Task requirements = Gather every line in the listing below that contains the word "black", and copy each one out in full.

Annotation data for object locations:

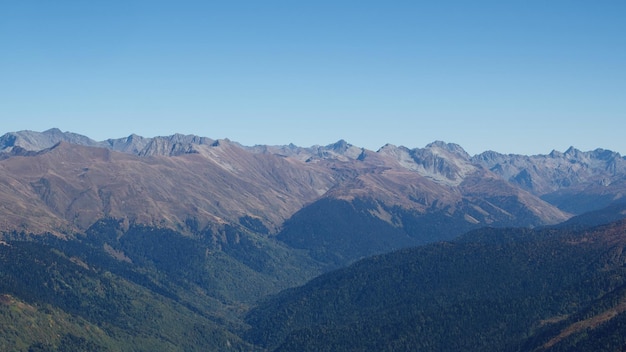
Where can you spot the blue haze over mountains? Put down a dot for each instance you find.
(201, 232)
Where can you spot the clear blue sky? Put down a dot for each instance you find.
(512, 76)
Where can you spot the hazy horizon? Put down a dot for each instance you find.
(515, 77)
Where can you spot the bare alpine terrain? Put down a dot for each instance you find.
(115, 241)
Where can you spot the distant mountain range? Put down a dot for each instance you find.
(141, 244)
(68, 182)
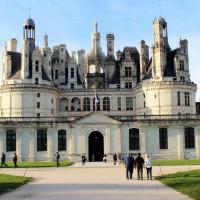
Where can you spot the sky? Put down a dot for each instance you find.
(70, 22)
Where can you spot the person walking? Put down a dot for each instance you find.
(129, 164)
(83, 158)
(115, 158)
(3, 160)
(139, 162)
(58, 159)
(148, 165)
(15, 160)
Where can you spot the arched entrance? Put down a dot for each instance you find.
(95, 146)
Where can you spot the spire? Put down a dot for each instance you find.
(95, 26)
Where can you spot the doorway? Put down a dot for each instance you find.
(96, 146)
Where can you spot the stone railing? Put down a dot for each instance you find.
(123, 118)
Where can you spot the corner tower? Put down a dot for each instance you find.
(160, 47)
(28, 45)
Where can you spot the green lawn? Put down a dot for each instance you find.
(175, 162)
(39, 164)
(185, 182)
(8, 182)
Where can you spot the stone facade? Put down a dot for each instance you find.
(98, 104)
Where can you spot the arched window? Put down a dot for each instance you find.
(10, 140)
(134, 142)
(62, 140)
(163, 138)
(63, 105)
(86, 104)
(41, 140)
(75, 104)
(189, 138)
(96, 105)
(106, 103)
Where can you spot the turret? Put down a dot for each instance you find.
(160, 47)
(110, 45)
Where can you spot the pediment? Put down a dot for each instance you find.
(97, 118)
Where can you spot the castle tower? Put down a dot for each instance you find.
(110, 44)
(160, 47)
(28, 45)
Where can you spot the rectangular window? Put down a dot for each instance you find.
(72, 85)
(128, 85)
(178, 98)
(181, 65)
(187, 99)
(119, 103)
(36, 81)
(10, 140)
(62, 140)
(41, 140)
(127, 71)
(163, 138)
(56, 74)
(189, 138)
(72, 72)
(129, 103)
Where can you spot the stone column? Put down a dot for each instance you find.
(32, 144)
(180, 144)
(19, 136)
(197, 143)
(143, 141)
(50, 144)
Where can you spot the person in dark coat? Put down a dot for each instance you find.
(15, 160)
(3, 160)
(129, 164)
(139, 162)
(58, 159)
(115, 158)
(83, 158)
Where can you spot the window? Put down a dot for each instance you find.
(129, 103)
(182, 78)
(127, 71)
(72, 85)
(134, 142)
(181, 65)
(62, 140)
(96, 106)
(56, 74)
(72, 72)
(86, 104)
(10, 140)
(128, 85)
(189, 138)
(41, 140)
(36, 81)
(187, 99)
(163, 138)
(106, 103)
(178, 98)
(119, 103)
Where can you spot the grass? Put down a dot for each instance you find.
(9, 183)
(185, 182)
(175, 162)
(39, 164)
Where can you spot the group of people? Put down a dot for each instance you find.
(139, 163)
(3, 160)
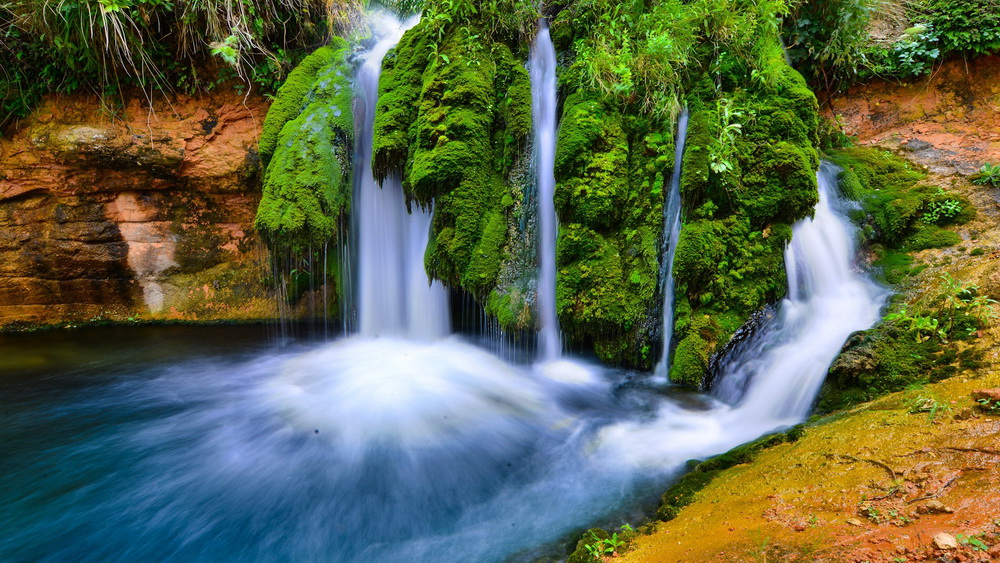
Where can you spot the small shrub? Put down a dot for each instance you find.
(988, 175)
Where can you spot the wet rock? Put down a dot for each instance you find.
(937, 507)
(139, 215)
(915, 144)
(945, 540)
(991, 395)
(965, 414)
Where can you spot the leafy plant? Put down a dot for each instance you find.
(721, 152)
(927, 404)
(939, 211)
(989, 175)
(988, 405)
(923, 327)
(966, 26)
(975, 543)
(914, 54)
(599, 548)
(826, 39)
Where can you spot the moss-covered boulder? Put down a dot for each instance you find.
(609, 199)
(739, 204)
(454, 115)
(307, 182)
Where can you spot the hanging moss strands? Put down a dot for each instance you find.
(307, 183)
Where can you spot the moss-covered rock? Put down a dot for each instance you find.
(900, 214)
(454, 115)
(729, 260)
(609, 196)
(291, 98)
(307, 183)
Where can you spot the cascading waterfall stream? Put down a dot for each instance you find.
(772, 378)
(671, 232)
(776, 374)
(394, 295)
(394, 444)
(543, 105)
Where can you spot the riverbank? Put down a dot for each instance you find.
(908, 477)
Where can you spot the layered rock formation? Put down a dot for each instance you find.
(134, 213)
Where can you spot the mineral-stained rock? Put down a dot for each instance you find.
(132, 216)
(945, 540)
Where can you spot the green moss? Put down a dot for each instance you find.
(291, 96)
(307, 183)
(452, 125)
(895, 202)
(730, 255)
(609, 198)
(931, 237)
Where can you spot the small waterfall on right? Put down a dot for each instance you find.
(775, 375)
(671, 232)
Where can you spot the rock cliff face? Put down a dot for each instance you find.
(132, 214)
(947, 120)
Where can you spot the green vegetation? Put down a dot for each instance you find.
(454, 116)
(749, 170)
(110, 46)
(829, 39)
(307, 182)
(596, 544)
(988, 175)
(917, 342)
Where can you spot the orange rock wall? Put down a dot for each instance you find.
(141, 214)
(955, 110)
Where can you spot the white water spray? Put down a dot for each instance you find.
(395, 295)
(770, 380)
(776, 374)
(671, 232)
(543, 106)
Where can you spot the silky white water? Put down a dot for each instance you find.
(778, 372)
(772, 379)
(396, 444)
(671, 232)
(395, 296)
(542, 66)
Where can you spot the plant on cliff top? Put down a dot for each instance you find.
(988, 175)
(108, 46)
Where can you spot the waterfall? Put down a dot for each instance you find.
(395, 296)
(775, 375)
(671, 231)
(543, 106)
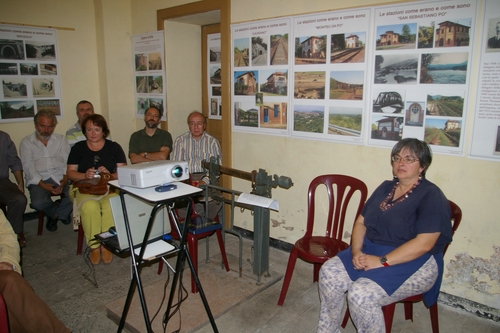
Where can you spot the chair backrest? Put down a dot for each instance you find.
(456, 218)
(340, 190)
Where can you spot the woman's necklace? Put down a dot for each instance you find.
(385, 205)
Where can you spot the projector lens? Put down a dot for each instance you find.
(177, 171)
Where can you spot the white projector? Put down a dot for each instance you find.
(152, 173)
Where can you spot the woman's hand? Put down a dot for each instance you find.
(370, 262)
(357, 259)
(90, 173)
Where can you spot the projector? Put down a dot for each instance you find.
(152, 173)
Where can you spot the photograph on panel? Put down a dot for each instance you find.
(444, 68)
(259, 51)
(245, 83)
(309, 85)
(396, 69)
(387, 128)
(14, 87)
(426, 35)
(154, 61)
(215, 77)
(11, 49)
(43, 87)
(40, 50)
(388, 101)
(241, 52)
(308, 118)
(443, 131)
(246, 114)
(141, 61)
(347, 47)
(17, 109)
(415, 111)
(273, 115)
(141, 83)
(445, 104)
(396, 36)
(28, 68)
(451, 34)
(8, 68)
(347, 85)
(310, 50)
(274, 82)
(345, 121)
(279, 49)
(53, 105)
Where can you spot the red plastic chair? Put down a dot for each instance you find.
(4, 317)
(388, 310)
(192, 241)
(318, 249)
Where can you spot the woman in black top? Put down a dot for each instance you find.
(87, 160)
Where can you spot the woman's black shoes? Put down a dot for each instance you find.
(51, 224)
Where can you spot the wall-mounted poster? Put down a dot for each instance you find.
(329, 75)
(260, 76)
(486, 131)
(421, 69)
(29, 73)
(214, 78)
(149, 73)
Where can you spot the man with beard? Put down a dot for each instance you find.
(44, 155)
(150, 143)
(75, 134)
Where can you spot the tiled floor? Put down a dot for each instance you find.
(55, 271)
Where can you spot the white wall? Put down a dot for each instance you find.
(96, 64)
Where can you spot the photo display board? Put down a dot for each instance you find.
(364, 76)
(214, 77)
(486, 131)
(29, 72)
(149, 73)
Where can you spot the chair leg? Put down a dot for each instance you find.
(288, 275)
(79, 246)
(346, 317)
(222, 249)
(41, 216)
(160, 266)
(316, 269)
(408, 310)
(193, 252)
(388, 311)
(434, 318)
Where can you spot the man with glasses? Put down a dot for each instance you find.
(194, 147)
(44, 155)
(150, 143)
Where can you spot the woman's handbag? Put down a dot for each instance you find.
(95, 186)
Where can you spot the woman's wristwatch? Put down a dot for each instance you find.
(383, 261)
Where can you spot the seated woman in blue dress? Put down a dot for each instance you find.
(396, 247)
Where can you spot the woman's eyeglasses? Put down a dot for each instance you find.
(405, 160)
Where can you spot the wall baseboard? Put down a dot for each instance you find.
(463, 304)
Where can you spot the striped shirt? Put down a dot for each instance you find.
(186, 148)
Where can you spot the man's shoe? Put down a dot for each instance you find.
(95, 256)
(21, 239)
(66, 222)
(51, 224)
(107, 256)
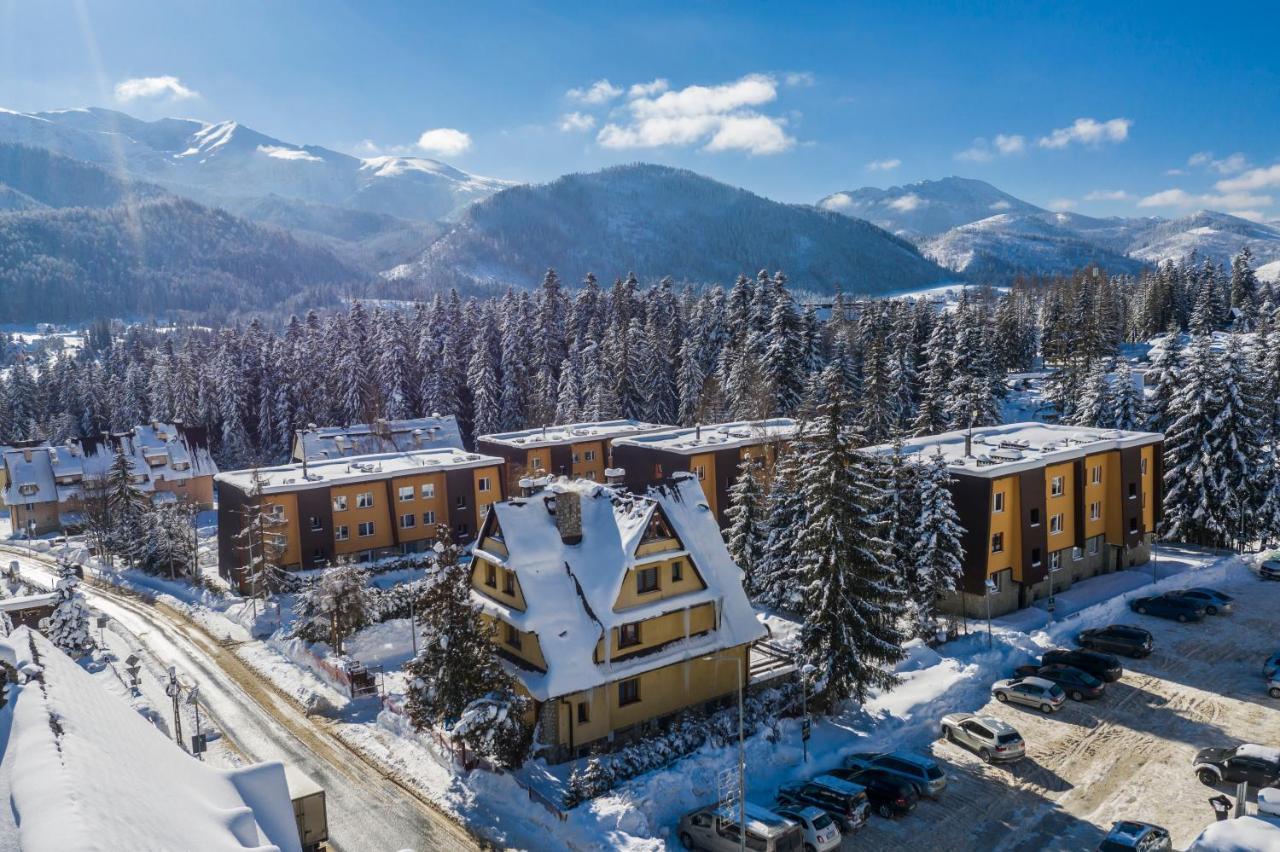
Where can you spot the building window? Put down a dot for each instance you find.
(629, 635)
(647, 581)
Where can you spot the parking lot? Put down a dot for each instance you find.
(1127, 755)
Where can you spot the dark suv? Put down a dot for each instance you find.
(1121, 639)
(1258, 765)
(1105, 667)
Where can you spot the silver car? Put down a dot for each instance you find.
(990, 738)
(1036, 692)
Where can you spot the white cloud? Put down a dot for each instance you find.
(908, 202)
(722, 117)
(1107, 195)
(444, 141)
(576, 122)
(146, 87)
(883, 165)
(1010, 143)
(839, 201)
(1087, 132)
(648, 90)
(1264, 178)
(1225, 201)
(602, 91)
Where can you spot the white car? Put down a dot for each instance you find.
(821, 832)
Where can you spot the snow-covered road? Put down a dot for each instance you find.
(366, 809)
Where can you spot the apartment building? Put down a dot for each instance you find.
(615, 612)
(380, 436)
(1046, 505)
(356, 508)
(711, 453)
(579, 450)
(45, 485)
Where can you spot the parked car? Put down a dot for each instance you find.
(1121, 639)
(1168, 605)
(1214, 601)
(821, 833)
(1258, 765)
(1032, 692)
(922, 772)
(1105, 667)
(988, 737)
(716, 828)
(1130, 836)
(888, 793)
(1078, 685)
(844, 802)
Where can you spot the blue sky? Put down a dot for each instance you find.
(1132, 109)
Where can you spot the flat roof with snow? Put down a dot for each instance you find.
(571, 433)
(999, 450)
(702, 439)
(357, 468)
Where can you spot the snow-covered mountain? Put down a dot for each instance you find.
(973, 228)
(223, 161)
(656, 220)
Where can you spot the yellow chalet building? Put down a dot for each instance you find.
(613, 610)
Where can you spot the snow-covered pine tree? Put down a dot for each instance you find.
(938, 550)
(746, 534)
(853, 604)
(68, 624)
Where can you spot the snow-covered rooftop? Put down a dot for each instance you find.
(80, 769)
(700, 439)
(356, 468)
(571, 433)
(380, 436)
(999, 450)
(570, 589)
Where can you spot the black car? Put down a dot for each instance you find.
(1105, 667)
(890, 795)
(1258, 765)
(1078, 685)
(1121, 639)
(1169, 607)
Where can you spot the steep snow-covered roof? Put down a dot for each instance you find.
(570, 589)
(700, 439)
(355, 468)
(80, 769)
(571, 433)
(380, 436)
(999, 450)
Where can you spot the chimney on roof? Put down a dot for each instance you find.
(568, 516)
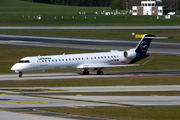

Exercise output =
Where can you spot the woman in black top? Put down a dot for each instance you find.
Where can you spot the woman's black shoes? Put down a dot for each instance you find.
Where can you spot the black car? Put down a dot for each instance you find.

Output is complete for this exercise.